**Problem 1**.
In the forum excerpt, name every variable that the resized() function assigns a newly constructed Image to.

**Source extract**.
####################

If you really want to make it fast, pre-render the particle shadow to an image and then just paint that image many times and have the GPU resize it.

Matt

Create a single particle image and blur it in your resized handler():

	void resized() override
	{
		previousFrame = Image(Image::PixelFormat::SingleChannel, getWidth(), getHeight(), true);
        frame = Image(Image::PixelFormat::SingleChannel, getWidth(), getHeight(), true);
        particleImage = Image(Image::PixelFormat::SingleChannel, 32, 32, true);

        {
            Graphics particleGraphics{ particleImage };
            particleGraphics.setColour(juce::Colour{ 0x40808080 });
            particleGraphics.fillEllipse(particleImage.getBounds().toFloat().withSizeKeepingCentre(particleImage.getWidth() * 0.5f, particleImage.getHeight() * 0.5f));
        }

        particleImage.getPixelData()->applyGaussianBlurEffect(particleImage.getWidth() * 0.5f);

Then just paint a lot of images:

    void paint(Graphics& g) override
    {
        frame.clear(frame.getBounds());

        {
            juce::Graphics frameGraphics{ frame };

            frameGraphics.setOpacity(0.995f);
            frameGraphics.drawImageAt(previousFrame, 0, 0);
            frameGraphics.setImageResamplingQuality(Graphics::highResamplingQuality);

            for (auto& particle : particles)
            {
                auto transform = juce::AffineTransform::scale(1.0f * particle.size / particleImage.getWidth(), 1.0f * particle.size / particleImage.getHeight())

####################

**Problem 2**.
Extract each line of the listing below that contains the string "window".

**Input for this task**.
####################

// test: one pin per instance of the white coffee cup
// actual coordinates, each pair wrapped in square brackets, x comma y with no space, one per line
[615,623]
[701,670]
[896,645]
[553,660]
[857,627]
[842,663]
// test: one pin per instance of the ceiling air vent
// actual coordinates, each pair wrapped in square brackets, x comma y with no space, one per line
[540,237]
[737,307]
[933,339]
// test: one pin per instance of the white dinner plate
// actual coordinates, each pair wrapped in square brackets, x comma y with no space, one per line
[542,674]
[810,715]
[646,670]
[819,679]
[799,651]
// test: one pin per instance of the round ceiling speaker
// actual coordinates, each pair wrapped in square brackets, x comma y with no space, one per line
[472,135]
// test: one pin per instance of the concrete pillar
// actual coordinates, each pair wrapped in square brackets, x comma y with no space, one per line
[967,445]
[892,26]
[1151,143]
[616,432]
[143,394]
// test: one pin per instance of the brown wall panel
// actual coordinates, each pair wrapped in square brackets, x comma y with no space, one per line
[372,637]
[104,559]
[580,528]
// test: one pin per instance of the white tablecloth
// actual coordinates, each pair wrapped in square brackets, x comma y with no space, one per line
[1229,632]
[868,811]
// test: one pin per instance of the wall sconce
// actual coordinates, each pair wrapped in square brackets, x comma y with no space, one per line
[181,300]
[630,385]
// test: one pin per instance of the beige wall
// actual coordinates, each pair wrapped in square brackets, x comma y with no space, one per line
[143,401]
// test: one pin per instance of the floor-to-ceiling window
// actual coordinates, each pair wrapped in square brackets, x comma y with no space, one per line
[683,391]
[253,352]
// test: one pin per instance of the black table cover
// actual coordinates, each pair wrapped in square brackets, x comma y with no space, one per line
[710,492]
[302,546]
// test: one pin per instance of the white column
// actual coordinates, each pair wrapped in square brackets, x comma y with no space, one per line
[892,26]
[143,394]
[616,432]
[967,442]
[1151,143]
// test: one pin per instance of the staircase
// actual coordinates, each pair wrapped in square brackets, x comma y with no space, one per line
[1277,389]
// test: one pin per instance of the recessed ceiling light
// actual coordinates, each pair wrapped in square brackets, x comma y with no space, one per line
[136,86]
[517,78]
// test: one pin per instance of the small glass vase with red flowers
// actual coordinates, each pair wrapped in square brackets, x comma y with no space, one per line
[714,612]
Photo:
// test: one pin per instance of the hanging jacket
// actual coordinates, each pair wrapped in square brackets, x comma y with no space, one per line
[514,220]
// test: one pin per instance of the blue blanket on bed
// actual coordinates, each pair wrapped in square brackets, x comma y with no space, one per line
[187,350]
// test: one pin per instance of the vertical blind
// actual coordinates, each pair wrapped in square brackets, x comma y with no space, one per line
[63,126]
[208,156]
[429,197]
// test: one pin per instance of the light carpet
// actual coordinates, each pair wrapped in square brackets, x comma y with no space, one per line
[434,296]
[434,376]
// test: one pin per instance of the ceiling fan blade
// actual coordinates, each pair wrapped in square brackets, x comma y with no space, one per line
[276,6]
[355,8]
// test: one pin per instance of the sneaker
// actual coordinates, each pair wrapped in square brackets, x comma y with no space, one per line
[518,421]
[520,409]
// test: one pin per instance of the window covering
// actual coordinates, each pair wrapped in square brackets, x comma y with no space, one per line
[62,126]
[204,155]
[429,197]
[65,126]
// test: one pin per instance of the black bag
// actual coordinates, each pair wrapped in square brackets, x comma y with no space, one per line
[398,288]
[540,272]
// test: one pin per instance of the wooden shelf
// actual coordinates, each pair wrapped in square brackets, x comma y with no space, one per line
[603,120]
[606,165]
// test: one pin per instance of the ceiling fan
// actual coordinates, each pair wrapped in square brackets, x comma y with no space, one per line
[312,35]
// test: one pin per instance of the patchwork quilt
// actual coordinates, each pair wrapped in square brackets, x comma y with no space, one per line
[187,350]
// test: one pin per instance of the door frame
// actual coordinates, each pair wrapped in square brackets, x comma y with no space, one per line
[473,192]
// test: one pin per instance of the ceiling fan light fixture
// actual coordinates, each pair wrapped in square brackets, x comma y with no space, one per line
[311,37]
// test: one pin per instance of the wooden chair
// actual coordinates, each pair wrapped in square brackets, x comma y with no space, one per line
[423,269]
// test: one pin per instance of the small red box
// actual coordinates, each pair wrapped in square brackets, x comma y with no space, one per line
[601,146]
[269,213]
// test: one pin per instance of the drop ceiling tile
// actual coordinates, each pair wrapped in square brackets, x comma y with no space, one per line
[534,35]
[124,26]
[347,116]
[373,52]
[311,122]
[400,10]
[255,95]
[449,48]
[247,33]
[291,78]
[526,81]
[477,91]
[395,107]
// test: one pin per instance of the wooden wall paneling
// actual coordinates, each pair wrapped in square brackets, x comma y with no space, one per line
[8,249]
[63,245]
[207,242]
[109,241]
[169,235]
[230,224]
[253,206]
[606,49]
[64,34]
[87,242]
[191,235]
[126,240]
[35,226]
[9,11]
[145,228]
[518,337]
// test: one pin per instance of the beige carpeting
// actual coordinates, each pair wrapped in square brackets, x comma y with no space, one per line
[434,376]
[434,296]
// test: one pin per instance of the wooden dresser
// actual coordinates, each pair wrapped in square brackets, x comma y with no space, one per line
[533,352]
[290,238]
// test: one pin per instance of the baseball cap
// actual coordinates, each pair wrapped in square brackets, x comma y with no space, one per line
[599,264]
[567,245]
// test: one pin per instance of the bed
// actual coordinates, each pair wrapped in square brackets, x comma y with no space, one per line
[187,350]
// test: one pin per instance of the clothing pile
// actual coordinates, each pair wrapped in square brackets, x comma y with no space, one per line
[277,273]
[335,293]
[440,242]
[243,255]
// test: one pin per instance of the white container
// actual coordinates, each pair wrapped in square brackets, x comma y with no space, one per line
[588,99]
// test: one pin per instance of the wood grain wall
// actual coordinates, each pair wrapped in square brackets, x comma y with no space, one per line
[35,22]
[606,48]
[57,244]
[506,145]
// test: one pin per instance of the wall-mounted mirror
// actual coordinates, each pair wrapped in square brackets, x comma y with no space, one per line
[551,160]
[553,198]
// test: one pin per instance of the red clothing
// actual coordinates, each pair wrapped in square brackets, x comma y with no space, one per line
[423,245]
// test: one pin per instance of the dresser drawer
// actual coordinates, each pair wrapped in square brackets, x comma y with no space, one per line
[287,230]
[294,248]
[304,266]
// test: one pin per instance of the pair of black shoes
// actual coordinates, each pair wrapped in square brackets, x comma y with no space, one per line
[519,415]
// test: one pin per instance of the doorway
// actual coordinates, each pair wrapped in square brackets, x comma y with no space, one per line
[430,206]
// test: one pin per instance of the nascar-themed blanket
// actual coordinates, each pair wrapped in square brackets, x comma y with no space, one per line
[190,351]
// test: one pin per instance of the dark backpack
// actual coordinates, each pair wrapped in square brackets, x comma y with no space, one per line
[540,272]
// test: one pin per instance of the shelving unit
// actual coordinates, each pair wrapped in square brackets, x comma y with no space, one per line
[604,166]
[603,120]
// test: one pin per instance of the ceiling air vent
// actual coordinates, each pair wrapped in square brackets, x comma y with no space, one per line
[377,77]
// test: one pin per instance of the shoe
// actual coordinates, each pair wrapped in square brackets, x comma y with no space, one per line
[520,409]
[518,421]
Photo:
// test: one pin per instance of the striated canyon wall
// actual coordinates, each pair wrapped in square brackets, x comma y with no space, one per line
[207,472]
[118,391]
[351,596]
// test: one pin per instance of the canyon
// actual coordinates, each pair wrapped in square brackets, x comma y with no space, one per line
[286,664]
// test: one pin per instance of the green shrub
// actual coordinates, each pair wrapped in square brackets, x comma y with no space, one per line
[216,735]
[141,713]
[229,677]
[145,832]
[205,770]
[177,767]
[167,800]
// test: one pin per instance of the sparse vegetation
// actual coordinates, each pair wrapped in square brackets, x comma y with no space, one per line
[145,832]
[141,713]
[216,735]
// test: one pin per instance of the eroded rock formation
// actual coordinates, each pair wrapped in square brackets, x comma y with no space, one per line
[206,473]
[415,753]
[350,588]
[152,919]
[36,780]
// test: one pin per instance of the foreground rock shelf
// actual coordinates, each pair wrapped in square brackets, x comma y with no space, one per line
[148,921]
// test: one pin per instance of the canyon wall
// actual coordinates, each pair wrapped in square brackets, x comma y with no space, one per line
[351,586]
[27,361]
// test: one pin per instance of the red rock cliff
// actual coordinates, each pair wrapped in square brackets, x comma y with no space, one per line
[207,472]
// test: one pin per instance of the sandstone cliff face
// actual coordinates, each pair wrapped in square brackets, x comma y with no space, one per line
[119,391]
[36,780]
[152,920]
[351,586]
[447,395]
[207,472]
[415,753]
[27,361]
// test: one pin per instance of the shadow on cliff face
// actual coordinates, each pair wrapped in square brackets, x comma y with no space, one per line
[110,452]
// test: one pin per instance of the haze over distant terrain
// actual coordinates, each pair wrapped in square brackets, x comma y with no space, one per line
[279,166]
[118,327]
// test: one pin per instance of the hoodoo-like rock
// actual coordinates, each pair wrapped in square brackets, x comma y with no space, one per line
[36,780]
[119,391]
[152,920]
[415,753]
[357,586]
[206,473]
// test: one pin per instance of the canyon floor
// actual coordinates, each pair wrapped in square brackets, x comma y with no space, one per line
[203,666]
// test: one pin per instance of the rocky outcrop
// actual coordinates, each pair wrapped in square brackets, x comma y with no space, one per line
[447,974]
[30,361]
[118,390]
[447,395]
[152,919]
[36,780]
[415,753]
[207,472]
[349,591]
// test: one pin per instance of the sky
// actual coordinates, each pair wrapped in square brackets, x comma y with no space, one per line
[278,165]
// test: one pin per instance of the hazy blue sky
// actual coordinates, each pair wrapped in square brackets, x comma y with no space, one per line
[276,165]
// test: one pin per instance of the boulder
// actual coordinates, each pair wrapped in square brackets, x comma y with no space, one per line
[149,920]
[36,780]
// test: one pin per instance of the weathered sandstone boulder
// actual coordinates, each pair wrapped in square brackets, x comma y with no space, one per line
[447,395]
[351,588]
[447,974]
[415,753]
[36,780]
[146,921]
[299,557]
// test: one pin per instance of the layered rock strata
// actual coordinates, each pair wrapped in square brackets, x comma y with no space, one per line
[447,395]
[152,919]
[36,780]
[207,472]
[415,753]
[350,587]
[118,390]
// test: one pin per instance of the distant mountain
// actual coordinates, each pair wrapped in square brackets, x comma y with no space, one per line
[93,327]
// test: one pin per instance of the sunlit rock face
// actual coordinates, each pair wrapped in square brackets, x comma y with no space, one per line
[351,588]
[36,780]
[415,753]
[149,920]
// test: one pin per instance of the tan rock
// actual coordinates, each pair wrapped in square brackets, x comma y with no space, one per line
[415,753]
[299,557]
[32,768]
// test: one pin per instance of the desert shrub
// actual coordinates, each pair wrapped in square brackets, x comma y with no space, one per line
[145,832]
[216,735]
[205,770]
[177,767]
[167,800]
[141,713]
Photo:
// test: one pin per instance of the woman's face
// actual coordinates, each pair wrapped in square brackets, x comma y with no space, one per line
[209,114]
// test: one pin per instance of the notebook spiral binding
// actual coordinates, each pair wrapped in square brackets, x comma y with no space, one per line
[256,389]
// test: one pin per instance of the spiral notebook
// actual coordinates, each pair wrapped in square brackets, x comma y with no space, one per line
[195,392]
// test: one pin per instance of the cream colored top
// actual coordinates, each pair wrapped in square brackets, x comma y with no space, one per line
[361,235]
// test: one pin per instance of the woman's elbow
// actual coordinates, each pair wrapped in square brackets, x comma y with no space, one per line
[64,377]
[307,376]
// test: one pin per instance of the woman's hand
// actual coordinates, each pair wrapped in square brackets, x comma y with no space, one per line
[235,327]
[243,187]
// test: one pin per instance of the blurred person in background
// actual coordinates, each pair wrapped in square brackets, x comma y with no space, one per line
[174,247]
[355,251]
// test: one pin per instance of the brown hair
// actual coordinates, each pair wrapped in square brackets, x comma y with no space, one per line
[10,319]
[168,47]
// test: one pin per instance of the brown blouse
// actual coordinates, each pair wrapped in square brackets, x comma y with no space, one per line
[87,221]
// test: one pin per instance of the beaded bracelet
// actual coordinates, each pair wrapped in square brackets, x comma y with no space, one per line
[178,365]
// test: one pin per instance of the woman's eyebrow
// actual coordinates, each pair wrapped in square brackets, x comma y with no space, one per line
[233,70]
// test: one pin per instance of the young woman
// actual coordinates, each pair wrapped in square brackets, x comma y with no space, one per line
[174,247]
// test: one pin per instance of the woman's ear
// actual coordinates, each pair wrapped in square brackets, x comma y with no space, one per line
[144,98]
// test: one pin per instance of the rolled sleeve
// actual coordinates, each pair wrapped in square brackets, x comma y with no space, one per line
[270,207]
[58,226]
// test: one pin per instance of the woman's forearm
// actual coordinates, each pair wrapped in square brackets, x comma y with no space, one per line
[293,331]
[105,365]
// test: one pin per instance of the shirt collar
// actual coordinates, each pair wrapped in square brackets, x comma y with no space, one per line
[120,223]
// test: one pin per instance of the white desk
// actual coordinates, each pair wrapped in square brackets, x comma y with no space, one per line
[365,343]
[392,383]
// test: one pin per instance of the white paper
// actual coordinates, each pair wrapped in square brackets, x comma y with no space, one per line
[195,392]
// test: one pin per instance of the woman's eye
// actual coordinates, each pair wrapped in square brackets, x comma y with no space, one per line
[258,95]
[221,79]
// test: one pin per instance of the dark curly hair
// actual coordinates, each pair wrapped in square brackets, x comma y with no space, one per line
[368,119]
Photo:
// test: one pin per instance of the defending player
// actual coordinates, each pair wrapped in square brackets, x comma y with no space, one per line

####################

**Finished answer 1**.
previousFrame
frame
particleImage

**Finished answer 2**.
// test: one pin per instance of the floor-to-ceiling window
// test: one pin per instance of the window covering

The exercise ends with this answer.